(Records from a data source)
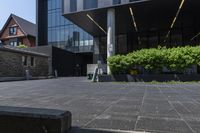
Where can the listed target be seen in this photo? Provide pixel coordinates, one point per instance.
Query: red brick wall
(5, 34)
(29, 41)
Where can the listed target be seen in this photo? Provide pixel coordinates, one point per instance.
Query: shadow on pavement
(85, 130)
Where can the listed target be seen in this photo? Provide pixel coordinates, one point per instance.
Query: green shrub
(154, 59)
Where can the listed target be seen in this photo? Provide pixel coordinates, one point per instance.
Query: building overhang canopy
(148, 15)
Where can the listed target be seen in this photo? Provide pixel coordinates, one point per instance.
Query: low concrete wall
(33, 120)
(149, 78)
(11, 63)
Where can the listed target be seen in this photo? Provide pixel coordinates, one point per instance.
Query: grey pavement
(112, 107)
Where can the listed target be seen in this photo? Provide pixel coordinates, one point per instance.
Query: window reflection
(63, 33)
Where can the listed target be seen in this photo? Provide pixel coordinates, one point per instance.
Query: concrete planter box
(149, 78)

==

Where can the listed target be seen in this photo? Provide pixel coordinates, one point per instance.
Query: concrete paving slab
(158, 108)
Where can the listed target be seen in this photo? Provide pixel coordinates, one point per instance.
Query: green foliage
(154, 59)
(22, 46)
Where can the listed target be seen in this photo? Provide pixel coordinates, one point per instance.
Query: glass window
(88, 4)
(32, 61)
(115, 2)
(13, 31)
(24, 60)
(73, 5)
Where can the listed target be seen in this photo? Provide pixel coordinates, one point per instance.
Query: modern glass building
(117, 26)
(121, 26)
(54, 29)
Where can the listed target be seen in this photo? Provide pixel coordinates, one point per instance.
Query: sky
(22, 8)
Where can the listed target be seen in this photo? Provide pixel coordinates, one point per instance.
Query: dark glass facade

YOUR ASSIGNMENT >> Among the entries above, locate the lines containing "Query: modern glass building" and "Query: dark glass facade", and transcribe exactly those two lines and all lines between.

RESULT FOR THIS TASK >>
Query: modern glass building
(117, 26)
(121, 26)
(54, 29)
Where can the listed target be seen in this photo? Provide pixel coordinates, one point per instance.
Query: sky
(22, 8)
Where can the listed target be seen in this photo? Provide pixel coordinates, one point per instance.
Query: dark glass facade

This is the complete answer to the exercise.